Dubito che le migliaia di persone presenti al varco anche questa domenica pomeriggio abbiano chiaro cosa significano tutti quei proclami, le due conferenze stampa tenute in punti diversi del ponte, le dimissioni di Puzzer dal Clpt e soprattutto quelle assunzioni di responsabilità collettiva.
Tutte quelle persone continuano però a condividere un bisogno e una speranza. Che in realtà è una mole enorme di bisogni e di speranze che sono stati rinchiusi, controllati, normati e repressi con ogni mezzo. Relegando ognuno nella propria bolla social, e infine nella propria solitudine, in nome di un malinteso senso di comunità. Che forse, a guardar bene, di solidale ha ben poco, mentre i tratti della comunità nazionale interclassista li mostra tutti.
Il green pass è solo la punta dell'iceberg. E quel che ho visto emergere faticosamente al varco 4 è stato ben altro che l'espressione dell'idea di libertà, tipicamente neoliberista, per la quale l'individuo ha il diritto di fare ciò che vuole. Ho percepito di gran lunga più spesso la voglia di liberarsi assieme dalla iattura del lavoro per un padrone, che pretende che tu continui a produrre a qualsiasi costo e condizione, per di più ribaltando su di te anche il rischio di una pandemia. Altro che egoismo e individualità, qui ho visto dopo tanto tempo le crisalidi di nuove singolarità cooperanti.
I padroni del vapore, e del gas e del carbone, con cui fanno navigare i loro container l'hanno capito. E hanno capito che alla lunga nemmeno il più raffinato metaverso sarà sufficiente a farli stare tranquilli. Per questo domattina passeranno alle maniere forti, come loro sanno fare.
15. Che la vadi ben, o che la vadi mal...
Quando i camion con i cannoni ad acqua, decine di blindati e centinaia di agenti in tenuta antisommossa compaiono al varco 4, provenendo dall'interno del porto franco di Trieste, la folla che staziona sul ponte è decisamente numerosa per un lunedì mattina. Numerosa e una volta ancora sospesa, anche se meno stranita ormai.
Lo sgombero ha una sua logica interna ferrea e inappellabile. I portuali, con il loro rispetto sacrosanto per l'altezza, che deriva dal riconoscere il pericolo del vuoto di una stiva, la colgono perfettamente da giorni. Siamo su un ponte, ovvero una struttura che ha solo due vie di accesso. Se una è sbarrata resta una sola via di fuga. Ai lati, il vuoto. A dirla tutta, a metà del varco parte una delle rampe che immettono nella superstrada. Ma imboccarla, magari inseguiti dalla celere o dai blindati, sarebbe peggio che ficcarsi in un vicolo cieco.
Insomma, motivi di preoccupazione per quanto sta per accadere non ne mancano. E i portuali, che sono a casa loro e quel ponte lo conoscono bene, ne sentono tutta la responsabilità. E anche quando, solo in parte e per pochi minuti, si troveranno a recitare la parte di chi, in cordone, dà le spalle alla polizia e la fronte agli altri manifestanti, non mi sentirò di biasimarli.

• _Righe estratte_:
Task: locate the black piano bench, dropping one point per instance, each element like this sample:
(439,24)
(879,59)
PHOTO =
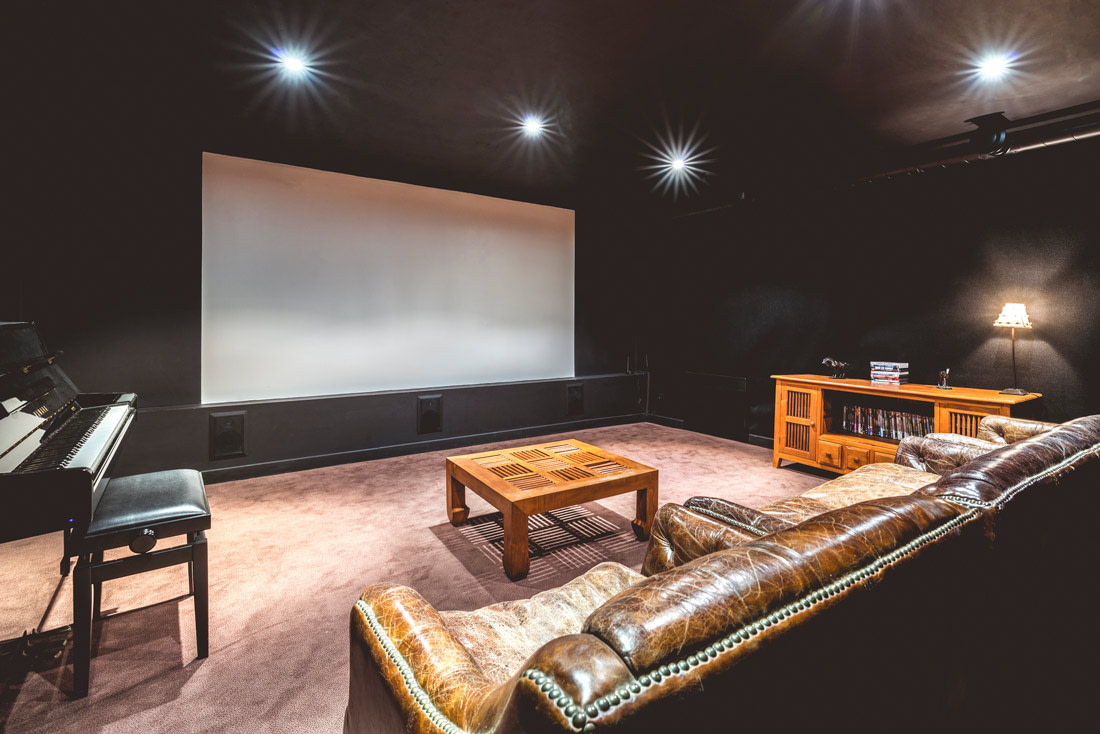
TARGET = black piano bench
(135,512)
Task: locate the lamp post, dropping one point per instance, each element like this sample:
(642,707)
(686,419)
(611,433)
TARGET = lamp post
(1013,315)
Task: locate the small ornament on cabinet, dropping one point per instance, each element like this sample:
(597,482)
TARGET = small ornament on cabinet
(837,368)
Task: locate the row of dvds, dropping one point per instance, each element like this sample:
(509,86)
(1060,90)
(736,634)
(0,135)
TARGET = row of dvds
(884,424)
(891,373)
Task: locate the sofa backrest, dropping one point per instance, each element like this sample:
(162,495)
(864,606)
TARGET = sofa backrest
(1005,429)
(994,479)
(810,613)
(1038,499)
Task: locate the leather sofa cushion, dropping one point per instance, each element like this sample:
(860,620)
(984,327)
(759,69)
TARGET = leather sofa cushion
(502,636)
(721,592)
(1003,429)
(868,482)
(994,478)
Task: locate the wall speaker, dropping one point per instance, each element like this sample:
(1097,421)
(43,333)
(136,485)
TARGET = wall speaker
(429,414)
(574,398)
(227,435)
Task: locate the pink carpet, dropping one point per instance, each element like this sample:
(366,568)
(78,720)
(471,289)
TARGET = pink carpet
(288,557)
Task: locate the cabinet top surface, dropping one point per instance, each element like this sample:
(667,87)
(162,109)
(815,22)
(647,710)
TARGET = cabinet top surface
(910,390)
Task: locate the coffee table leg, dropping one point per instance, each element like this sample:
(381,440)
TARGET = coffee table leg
(457,508)
(516,559)
(647,507)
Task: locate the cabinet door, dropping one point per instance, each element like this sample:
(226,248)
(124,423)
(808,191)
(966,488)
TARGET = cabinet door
(960,418)
(796,420)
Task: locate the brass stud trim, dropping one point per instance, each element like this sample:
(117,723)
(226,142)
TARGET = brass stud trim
(419,696)
(1008,494)
(656,676)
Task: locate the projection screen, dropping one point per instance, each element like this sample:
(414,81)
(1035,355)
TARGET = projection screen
(317,283)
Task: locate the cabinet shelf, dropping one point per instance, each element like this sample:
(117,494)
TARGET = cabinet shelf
(840,436)
(807,407)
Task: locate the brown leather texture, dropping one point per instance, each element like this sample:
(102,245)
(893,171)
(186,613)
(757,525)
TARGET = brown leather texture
(1005,429)
(936,456)
(996,477)
(501,636)
(868,482)
(967,440)
(680,535)
(895,610)
(718,593)
(749,519)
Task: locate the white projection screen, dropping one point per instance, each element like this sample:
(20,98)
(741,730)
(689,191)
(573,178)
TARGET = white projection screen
(317,283)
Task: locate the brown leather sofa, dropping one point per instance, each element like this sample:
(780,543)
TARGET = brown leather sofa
(957,603)
(703,525)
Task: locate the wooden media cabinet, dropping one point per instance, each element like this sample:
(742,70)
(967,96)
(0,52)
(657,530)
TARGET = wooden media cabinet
(810,413)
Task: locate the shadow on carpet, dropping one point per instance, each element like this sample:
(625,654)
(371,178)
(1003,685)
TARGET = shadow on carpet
(562,545)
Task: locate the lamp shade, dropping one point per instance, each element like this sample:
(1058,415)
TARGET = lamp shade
(1014,315)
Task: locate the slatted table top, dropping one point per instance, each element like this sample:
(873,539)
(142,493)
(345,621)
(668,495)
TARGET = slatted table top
(527,472)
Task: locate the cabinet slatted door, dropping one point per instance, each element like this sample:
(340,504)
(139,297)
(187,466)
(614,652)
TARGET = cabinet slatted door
(961,419)
(796,420)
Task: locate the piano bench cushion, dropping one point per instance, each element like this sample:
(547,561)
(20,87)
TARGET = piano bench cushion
(168,502)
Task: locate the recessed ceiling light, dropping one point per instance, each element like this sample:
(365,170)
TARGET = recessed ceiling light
(678,162)
(993,67)
(532,126)
(293,64)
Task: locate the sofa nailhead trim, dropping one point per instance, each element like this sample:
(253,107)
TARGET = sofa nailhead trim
(613,700)
(580,720)
(421,698)
(1024,483)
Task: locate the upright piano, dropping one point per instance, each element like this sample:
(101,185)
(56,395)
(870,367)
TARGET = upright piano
(56,444)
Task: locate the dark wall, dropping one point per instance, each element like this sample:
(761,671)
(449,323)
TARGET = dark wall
(103,248)
(913,270)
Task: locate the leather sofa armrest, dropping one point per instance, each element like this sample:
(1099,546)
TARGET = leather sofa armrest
(680,535)
(748,519)
(1005,429)
(407,669)
(936,455)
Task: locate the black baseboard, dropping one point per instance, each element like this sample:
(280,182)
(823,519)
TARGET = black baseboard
(666,420)
(267,468)
(766,441)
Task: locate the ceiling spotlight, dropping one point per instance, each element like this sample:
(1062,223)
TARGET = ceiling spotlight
(293,64)
(678,163)
(994,67)
(532,126)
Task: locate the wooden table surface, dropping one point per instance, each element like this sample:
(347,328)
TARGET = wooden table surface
(536,479)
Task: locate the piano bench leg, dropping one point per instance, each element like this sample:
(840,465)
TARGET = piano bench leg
(81,627)
(66,550)
(97,588)
(201,594)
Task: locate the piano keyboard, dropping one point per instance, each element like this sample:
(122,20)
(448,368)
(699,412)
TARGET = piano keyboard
(74,445)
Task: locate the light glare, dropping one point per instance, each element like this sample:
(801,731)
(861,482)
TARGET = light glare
(994,67)
(678,163)
(532,126)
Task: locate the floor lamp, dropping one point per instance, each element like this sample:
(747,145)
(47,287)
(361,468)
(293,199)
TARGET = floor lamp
(1013,315)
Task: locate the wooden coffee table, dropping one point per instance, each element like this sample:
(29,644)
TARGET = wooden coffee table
(540,478)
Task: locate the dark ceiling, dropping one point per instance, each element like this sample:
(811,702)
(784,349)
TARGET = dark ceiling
(428,91)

• _Azione richiesta 1_:
Rispondi a queste domande sul brano relativo al varco 4 del porto di Trieste:
(a) Di che cosa il green pass è solo la punta?
(b) Da dove provengono i camion con i cannoni ad acqua quando compaiono al varco 4?
(c) Quante vie di accesso ha il ponte?
• _Azione richiesta 2_: Prosegui il brano sul varco 4 del porto di Trieste, scrivendo ciò che segue la sua ultima frase.
Le righe sono tratte da una fonte diversa da quella del brano.

• _Spazio risposta 1_:
(a) Il green pass è solo la punta dell'iceberg.
(b) I camion provengono dall'interno del porto franco di Trieste.
(c) Il ponte ha solo due vie di accesso.

• _Spazio risposta 2_:
È per questa responsabilità che quando i camion con gli idranti superano gli ingressi e si affacciano sul varco, loro sono tutti là davanti, di nuovo numerosi, con il resto della gente appena un po' più indietro, come loro hanno chiesto. E sono loro quindi a prendere i primi getti d'acqua, che da principio schizzano l'aria, tentando di dissuadere dal restare con una pioggia quasi innocua, ma subito si abbassano, iniziando a colpire la gente. Ed è ancora un portuale che prende un getto dritto nel petto, da pochi metri, che quasi lo tramortisce e costringe i suoi compagni a portarlo via a braccia, e quindi caricarlo su un'ambulanza.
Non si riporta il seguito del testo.